EXERCISE 1:
Set down the passage of the forum post about TC pedals from "Since I come" to "Spark >:(  :D.", copying it exactly.

EXERCISE PASSAGE:
== Segment start ==

Post by: pickdropper on October 02, 2013, 12:48:52 PM
Quote from: RobA on October 02, 2013, 11:50:32 AM
Quote from: hammerheadmusicman on October 02, 2013, 08:03:24 AM
I have 3 TC toneprint pedals, hall of flame, flashback delay, and corona chorus, and I will say this, although they can sound a little 'digital'. Most of the sounds are excellent, For those gigs when you only have a few pedals, they are phenomenal! With a few tweaks, you can completely change your sound. Yes, one of my pedals may have one great sound, which I prefer, but having 12 almost as good sounds in one box, is great!
Since I come from the digital side of things, I'm interested in what you mean when you say they sound a little digital. Is it that they lack character? Or is it more like the PT2399 kinda digital where I'd say that they do have character but that character is kinda on the side of bit crushing at long delays/feedback and not always a good thing? Or, is it something else? I haven't played on any of the TC pedals, so I really don't know how they feel. I have used some of their computer stuff. I'm actually still mad at them for killing Spark >:(  :D.

== Segment end ==

GIVEN DATA:
== Segment start ==

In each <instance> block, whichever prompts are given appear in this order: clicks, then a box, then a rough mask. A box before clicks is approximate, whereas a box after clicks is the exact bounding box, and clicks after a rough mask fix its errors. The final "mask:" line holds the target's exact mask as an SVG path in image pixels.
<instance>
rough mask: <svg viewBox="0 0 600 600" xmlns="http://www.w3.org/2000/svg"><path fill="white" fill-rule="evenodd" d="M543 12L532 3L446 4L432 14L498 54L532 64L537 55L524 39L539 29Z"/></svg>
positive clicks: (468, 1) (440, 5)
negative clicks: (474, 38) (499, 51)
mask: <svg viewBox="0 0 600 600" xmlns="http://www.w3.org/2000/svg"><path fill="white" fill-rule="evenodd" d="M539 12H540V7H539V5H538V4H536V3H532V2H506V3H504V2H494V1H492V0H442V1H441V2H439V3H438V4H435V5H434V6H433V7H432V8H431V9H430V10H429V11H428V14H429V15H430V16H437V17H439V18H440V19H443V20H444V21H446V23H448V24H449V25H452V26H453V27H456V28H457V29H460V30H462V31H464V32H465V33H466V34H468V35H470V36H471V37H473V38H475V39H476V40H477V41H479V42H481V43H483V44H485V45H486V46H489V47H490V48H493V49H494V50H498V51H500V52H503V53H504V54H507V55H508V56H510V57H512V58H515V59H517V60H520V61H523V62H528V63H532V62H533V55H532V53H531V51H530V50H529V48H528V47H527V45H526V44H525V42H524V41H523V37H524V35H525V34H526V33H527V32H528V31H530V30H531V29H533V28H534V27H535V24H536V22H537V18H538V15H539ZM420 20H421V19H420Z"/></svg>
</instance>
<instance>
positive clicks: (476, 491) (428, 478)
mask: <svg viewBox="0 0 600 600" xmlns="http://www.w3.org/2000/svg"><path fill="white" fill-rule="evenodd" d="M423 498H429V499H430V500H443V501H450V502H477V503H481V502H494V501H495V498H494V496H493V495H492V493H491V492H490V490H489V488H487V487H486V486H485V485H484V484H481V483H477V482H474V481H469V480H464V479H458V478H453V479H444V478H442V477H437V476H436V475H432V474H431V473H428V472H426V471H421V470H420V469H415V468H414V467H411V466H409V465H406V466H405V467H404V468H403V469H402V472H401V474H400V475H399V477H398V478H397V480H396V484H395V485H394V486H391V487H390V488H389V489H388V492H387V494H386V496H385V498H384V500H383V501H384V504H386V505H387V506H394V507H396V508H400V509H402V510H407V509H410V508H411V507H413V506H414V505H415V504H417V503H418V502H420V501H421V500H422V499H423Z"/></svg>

== Segment end ==

EXERCISE 2:
Rewrite all the records above, swapping "negative clicks" for "excluded points" wherever it appears and leaving everything else unchanged.

EXERCISE RESULT 1:
Since I come from the digital side of things, I'm interested in what you mean when you say they sound a little digital. Is it that they lack character? Or is it more like the PT2399 kinda digital where I'd say that they do have character but that character is kinda on the side of bit crushing at long delays/feedback and not always a good thing? Or, is it something else? I haven't played on any of the TC pedals, so I really don't know how they feel. I have used some of their computer stuff. I'm actually still mad at them for killing Spark >:(  :D.

EXERCISE RESULT 2:
In each <instance> block, whichever prompts are given appear in this order: clicks, then a box, then a rough mask. A box before clicks is approximate, whereas a box after clicks is the exact bounding box, and clicks after a rough mask fix its errors. The final "mask:" line holds the target's exact mask as an SVG path in image pixels.
<instance>
rough mask: <svg viewBox="0 0 600 600" xmlns="http://www.w3.org/2000/svg"><path fill="white" fill-rule="evenodd" d="M543 12L532 3L446 4L432 14L498 54L532 64L537 55L524 39L539 29Z"/></svg>
positive clicks: (468, 1) (440, 5)
excluded points: (474, 38) (499, 51)
mask: <svg viewBox="0 0 600 600" xmlns="http://www.w3.org/2000/svg"><path fill="white" fill-rule="evenodd" d="M539 12H540V7H539V5H538V4H536V3H532V2H506V3H504V2H494V1H492V0H442V1H441V2H439V3H438V4H435V5H434V6H433V7H432V8H431V9H430V10H429V11H428V14H429V15H430V16H437V17H439V18H440V19H443V20H444V21H446V23H448V24H449V25H452V26H453V27H456V28H457V29H460V30H462V31H464V32H465V33H466V34H468V35H470V36H471V37H473V38H475V39H476V40H477V41H479V42H481V43H483V44H485V45H486V46H489V47H490V48H493V49H494V50H498V51H500V52H503V53H504V54H507V55H508V56H510V57H512V58H515V59H517V60H520V61H523V62H528V63H532V62H533V55H532V53H531V51H530V50H529V48H528V47H527V45H526V44H525V42H524V41H523V37H524V35H525V34H526V33H527V32H528V31H530V30H531V29H533V28H534V27H535V24H536V22H537V18H538V15H539ZM420 20H421V19H420Z"/></svg>
</instance>
<instance>
positive clicks: (476, 491) (428, 478)
mask: <svg viewBox="0 0 600 600" xmlns="http://www.w3.org/2000/svg"><path fill="white" fill-rule="evenodd" d="M423 498H429V499H430V500H443V501H450V502H477V503H481V502H494V501H495V498H494V496H493V495H492V493H491V492H490V490H489V488H487V487H486V486H485V485H484V484H481V483H477V482H474V481H469V480H464V479H458V478H453V479H444V478H442V477H437V476H436V475H432V474H431V473H428V472H426V471H421V470H420V469H415V468H414V467H411V466H409V465H406V466H405V467H404V468H403V469H402V472H401V474H400V475H399V477H398V478H397V480H396V484H395V485H394V486H391V487H390V488H389V489H388V492H387V494H386V496H385V498H384V500H383V501H384V504H386V505H387V506H394V507H396V508H400V509H402V510H407V509H410V508H411V507H413V506H414V505H415V504H417V503H418V502H420V501H421V500H422V499H423Z"/></svg>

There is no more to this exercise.